— Data extract —
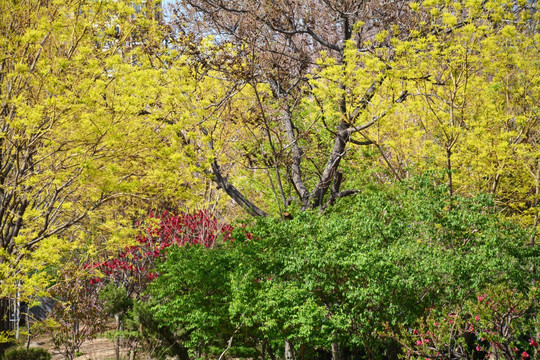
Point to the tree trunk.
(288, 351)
==
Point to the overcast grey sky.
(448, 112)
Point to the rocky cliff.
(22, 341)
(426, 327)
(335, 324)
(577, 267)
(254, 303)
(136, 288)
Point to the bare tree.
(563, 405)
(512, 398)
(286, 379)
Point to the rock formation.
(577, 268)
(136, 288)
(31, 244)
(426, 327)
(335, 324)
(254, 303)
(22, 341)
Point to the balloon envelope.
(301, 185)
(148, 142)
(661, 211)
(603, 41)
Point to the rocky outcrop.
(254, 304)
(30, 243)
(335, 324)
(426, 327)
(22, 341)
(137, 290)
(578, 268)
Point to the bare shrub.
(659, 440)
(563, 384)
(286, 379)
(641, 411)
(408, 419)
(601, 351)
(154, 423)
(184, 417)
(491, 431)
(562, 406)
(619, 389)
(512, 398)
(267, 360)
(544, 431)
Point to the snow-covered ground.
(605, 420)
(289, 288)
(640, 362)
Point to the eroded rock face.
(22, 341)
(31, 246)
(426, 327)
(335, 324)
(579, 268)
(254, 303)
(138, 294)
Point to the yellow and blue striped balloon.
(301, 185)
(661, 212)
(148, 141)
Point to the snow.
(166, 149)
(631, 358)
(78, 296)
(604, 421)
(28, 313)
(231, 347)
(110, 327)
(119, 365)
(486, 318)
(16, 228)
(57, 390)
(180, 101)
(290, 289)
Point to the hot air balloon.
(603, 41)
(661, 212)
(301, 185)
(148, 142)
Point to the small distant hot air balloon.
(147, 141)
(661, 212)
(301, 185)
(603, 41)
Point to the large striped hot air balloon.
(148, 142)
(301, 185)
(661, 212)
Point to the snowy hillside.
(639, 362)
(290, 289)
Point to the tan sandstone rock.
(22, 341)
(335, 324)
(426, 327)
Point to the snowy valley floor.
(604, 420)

— Exercise requirements —
From the items above, pull out each line that contains the word "bare" and copy it unchanged.

— Response —
Point to the bare tree.
Point to the bare shrub.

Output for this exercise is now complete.